- **REQUIREMENT**:
The number of lines below holding the string "above" is the only answer wanted.
::::::
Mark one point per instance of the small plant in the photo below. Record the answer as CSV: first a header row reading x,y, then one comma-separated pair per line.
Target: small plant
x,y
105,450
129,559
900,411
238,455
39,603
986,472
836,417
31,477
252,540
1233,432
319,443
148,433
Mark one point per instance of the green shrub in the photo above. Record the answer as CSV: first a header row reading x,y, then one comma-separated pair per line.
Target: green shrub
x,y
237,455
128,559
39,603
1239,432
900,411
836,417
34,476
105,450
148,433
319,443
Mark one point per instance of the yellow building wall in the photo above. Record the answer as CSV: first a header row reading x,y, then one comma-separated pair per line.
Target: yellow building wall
::::::
- **WRITTEN RESPONSE**:
2